§ **WHAT YOU NEED TO DO**
Reproduce the passage below on the CoA's dispute with the BCCI office-bearers word for word, in full.

§ **SELECTED EXTRACT**

────────────────

Each of the three office-bearers has written to the CoA denying that they are responsible for the delays. But one reading of the resolution passed by the BCCI Special General Meeting (SGM) in Delhi on 26 July this year will be enough to convince that it never really accepted any of the changes but only listed five points in which it saw practical difficulties.
Besides seeking the sacking of the present set of office-bearers, CoA wants to court to empower it to finalise the text of BCCI’s new constitution, implement the new fund disbursement policy immediately, appoint committees to conduct a forensic audit of each state association, which would also have an administrator appointed by the committee for supervising their electoral rolls.
CoA has sought the exclusive control of its governance, management and administration until the elections are held. However, on the basis of its functioning over six months — and the fact that two members have moved on, including one quite acrimoniously — it is hard to see the CoA having the bandwidth or the vision to find early resolution.

────────────────

§ **DATA SUPPLIED**
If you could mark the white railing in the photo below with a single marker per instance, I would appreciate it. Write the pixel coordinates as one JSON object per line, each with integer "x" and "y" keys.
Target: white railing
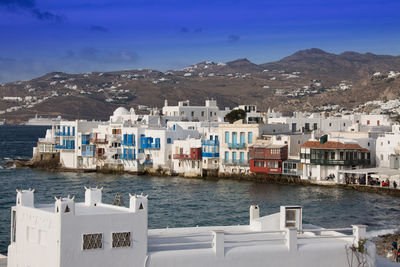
{"x": 218, "y": 240}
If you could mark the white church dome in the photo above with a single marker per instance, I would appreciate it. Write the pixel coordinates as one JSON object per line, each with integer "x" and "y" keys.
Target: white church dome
{"x": 121, "y": 111}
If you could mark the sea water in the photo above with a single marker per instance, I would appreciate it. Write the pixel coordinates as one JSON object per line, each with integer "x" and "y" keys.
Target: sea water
{"x": 177, "y": 202}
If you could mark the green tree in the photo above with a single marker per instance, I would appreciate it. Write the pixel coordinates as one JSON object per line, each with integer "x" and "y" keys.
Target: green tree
{"x": 234, "y": 115}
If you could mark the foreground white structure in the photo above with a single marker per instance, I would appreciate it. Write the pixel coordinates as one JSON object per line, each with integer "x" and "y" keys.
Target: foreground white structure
{"x": 91, "y": 233}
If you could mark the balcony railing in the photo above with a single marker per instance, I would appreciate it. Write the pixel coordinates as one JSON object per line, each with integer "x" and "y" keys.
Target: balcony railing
{"x": 210, "y": 155}
{"x": 151, "y": 146}
{"x": 210, "y": 142}
{"x": 236, "y": 145}
{"x": 236, "y": 162}
{"x": 98, "y": 141}
{"x": 88, "y": 153}
{"x": 58, "y": 133}
{"x": 181, "y": 156}
{"x": 64, "y": 147}
{"x": 127, "y": 143}
{"x": 186, "y": 156}
{"x": 127, "y": 156}
{"x": 334, "y": 162}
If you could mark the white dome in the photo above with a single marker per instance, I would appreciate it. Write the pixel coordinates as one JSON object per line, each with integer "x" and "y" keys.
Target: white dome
{"x": 121, "y": 111}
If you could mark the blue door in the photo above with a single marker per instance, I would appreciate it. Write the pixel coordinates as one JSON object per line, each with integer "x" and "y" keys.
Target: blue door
{"x": 242, "y": 138}
{"x": 250, "y": 141}
{"x": 226, "y": 137}
{"x": 234, "y": 138}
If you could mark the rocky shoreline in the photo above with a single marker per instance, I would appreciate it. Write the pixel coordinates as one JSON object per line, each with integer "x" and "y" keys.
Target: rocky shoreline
{"x": 384, "y": 244}
{"x": 54, "y": 166}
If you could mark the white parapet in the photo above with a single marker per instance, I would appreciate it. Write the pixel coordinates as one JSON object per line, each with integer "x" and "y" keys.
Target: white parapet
{"x": 3, "y": 261}
{"x": 218, "y": 243}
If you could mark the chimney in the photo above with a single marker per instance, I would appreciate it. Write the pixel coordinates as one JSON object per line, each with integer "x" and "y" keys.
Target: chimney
{"x": 25, "y": 198}
{"x": 138, "y": 203}
{"x": 64, "y": 205}
{"x": 254, "y": 212}
{"x": 93, "y": 196}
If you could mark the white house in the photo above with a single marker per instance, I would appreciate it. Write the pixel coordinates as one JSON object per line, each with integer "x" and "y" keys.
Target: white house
{"x": 326, "y": 159}
{"x": 234, "y": 142}
{"x": 91, "y": 233}
{"x": 185, "y": 112}
{"x": 187, "y": 157}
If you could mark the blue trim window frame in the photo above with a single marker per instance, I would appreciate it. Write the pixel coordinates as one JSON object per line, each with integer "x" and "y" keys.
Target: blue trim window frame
{"x": 226, "y": 137}
{"x": 242, "y": 138}
{"x": 226, "y": 156}
{"x": 128, "y": 140}
{"x": 250, "y": 138}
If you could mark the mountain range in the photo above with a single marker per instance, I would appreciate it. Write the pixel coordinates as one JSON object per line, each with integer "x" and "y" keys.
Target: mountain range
{"x": 308, "y": 80}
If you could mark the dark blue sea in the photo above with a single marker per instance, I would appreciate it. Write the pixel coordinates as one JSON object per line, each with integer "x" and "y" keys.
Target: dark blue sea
{"x": 177, "y": 202}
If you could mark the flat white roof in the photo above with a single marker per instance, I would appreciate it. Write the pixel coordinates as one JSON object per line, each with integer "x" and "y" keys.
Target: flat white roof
{"x": 196, "y": 238}
{"x": 82, "y": 209}
{"x": 381, "y": 171}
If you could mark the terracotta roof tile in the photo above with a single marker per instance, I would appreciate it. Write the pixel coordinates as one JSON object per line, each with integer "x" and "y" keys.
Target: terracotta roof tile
{"x": 332, "y": 145}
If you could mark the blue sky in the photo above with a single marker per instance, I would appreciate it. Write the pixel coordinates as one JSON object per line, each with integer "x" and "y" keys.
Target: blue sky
{"x": 39, "y": 36}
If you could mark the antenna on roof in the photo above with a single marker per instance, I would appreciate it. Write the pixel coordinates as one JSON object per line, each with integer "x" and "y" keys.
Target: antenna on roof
{"x": 323, "y": 139}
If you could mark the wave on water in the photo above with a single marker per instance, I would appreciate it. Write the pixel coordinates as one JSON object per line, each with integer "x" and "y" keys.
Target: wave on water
{"x": 376, "y": 233}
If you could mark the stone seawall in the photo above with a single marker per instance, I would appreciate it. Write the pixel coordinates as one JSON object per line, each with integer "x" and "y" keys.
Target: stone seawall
{"x": 50, "y": 163}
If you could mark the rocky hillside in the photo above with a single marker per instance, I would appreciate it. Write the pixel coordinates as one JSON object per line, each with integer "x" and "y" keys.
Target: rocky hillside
{"x": 307, "y": 80}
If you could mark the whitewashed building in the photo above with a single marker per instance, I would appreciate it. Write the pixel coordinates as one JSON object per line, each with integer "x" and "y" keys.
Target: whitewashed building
{"x": 326, "y": 159}
{"x": 185, "y": 112}
{"x": 234, "y": 142}
{"x": 91, "y": 233}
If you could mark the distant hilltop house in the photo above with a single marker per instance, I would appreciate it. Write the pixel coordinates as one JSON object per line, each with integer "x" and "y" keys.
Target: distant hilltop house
{"x": 66, "y": 232}
{"x": 196, "y": 141}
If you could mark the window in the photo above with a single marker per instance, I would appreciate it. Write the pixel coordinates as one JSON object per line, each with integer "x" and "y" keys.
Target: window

────────────────

§ **ANSWER TO THE EXERCISE**
Each of the three office-bearers has written to the CoA denying that they are responsible for the delays. But one reading of the resolution passed by the BCCI Special General Meeting (SGM) in Delhi on 26 July this year will be enough to convince that it never really accepted any of the changes but only listed five points in which it saw practical difficulties.
Besides seeking the sacking of the present set of office-bearers, CoA wants to court to empower it to finalise the text of BCCI’s new constitution, implement the new fund disbursement policy immediately, appoint committees to conduct a forensic audit of each state association, which would also have an administrator appointed by the committee for supervising their electoral rolls.
CoA has sought the exclusive control of its governance, management and administration until the elections are held. However, on the basis of its functioning over six months — and the fact that two members have moved on, including one quite acrimoniously — it is hard to see the CoA having the bandwidth or the vision to find early resolution.